**Excerpts from point annotation data:**
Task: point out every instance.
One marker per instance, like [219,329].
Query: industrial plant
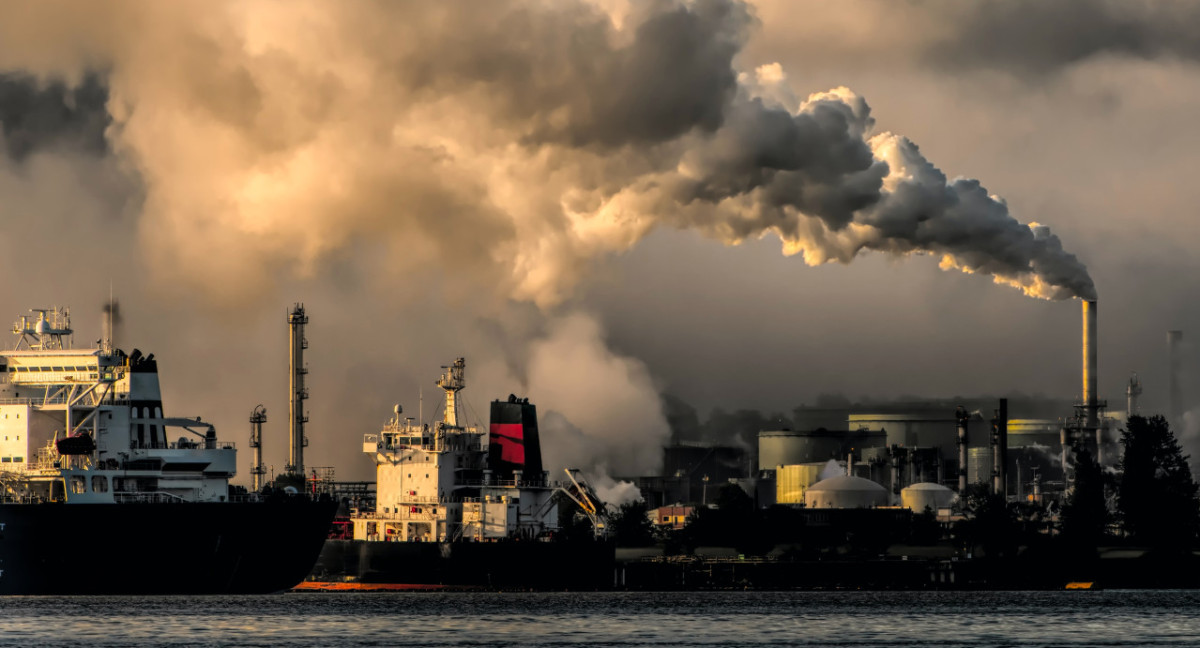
[844,473]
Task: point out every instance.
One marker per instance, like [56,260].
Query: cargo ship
[97,498]
[459,507]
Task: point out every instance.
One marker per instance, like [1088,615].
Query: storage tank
[791,481]
[793,448]
[979,465]
[927,495]
[845,492]
[925,429]
[1033,432]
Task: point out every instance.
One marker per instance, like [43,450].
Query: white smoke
[598,411]
[280,136]
[501,148]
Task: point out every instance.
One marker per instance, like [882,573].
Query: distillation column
[299,393]
[257,469]
[964,420]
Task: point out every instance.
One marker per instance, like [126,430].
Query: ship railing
[156,497]
[55,400]
[511,484]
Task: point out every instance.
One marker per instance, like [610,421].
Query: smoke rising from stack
[283,136]
[111,322]
[280,142]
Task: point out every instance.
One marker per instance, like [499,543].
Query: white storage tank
[845,492]
[927,495]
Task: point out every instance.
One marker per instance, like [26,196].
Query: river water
[617,619]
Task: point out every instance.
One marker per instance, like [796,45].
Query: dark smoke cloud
[36,114]
[1035,37]
[507,144]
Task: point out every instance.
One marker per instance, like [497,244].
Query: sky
[739,204]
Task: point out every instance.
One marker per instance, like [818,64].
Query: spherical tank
[845,492]
[927,495]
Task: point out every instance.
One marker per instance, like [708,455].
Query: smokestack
[299,393]
[1090,365]
[964,420]
[1000,450]
[1174,377]
[256,441]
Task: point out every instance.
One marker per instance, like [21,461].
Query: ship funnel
[513,443]
[1090,361]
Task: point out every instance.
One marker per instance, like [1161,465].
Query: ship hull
[507,564]
[241,547]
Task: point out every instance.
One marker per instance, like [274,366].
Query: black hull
[525,565]
[245,547]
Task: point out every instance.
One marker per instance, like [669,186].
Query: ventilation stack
[1175,377]
[299,393]
[257,469]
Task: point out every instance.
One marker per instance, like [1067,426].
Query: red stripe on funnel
[510,437]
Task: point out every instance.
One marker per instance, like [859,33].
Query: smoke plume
[497,149]
[525,141]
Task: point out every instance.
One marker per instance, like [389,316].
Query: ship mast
[299,393]
[453,382]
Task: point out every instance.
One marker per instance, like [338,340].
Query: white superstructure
[88,425]
[433,484]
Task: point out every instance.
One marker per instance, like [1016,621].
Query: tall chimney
[1132,393]
[257,471]
[1090,369]
[1000,450]
[964,419]
[1174,377]
[299,393]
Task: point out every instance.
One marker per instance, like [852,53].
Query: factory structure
[916,456]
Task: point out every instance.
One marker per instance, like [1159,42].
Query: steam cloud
[507,145]
[523,139]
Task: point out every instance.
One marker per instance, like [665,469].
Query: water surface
[611,619]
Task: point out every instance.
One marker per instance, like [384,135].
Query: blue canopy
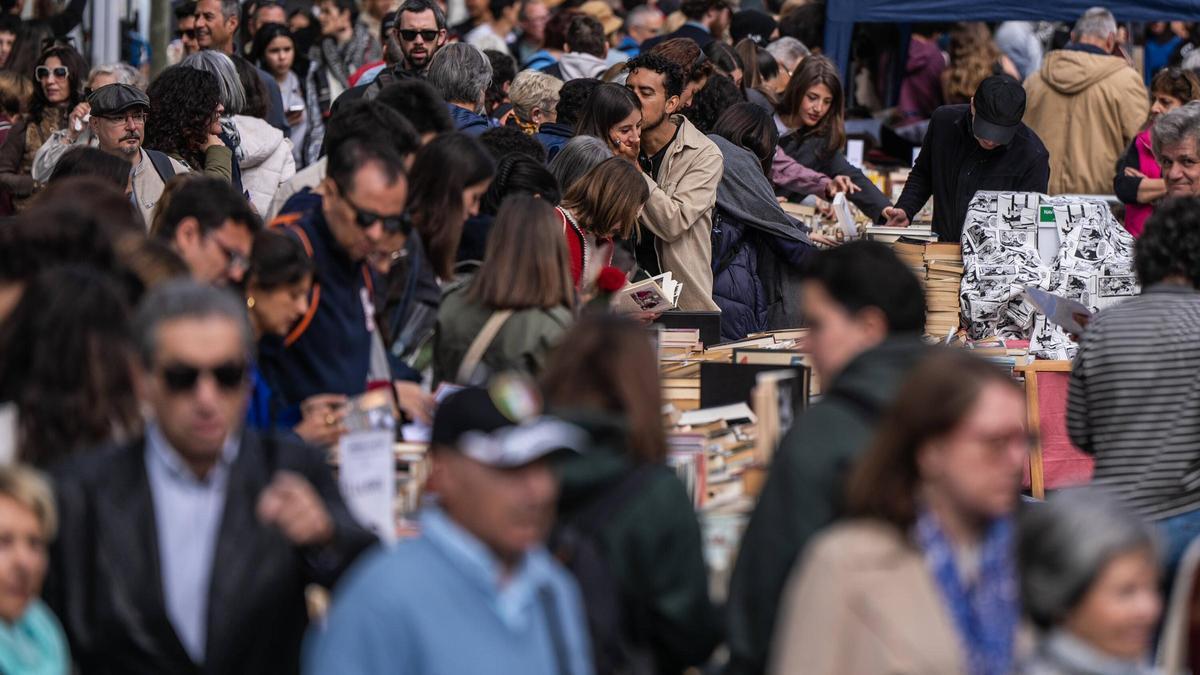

**Task brief:**
Extract every line of the items above that contains the word "cloud", and copy each one in full.

**Exercise response:**
Query: dark smoke cloud
Query: steam cloud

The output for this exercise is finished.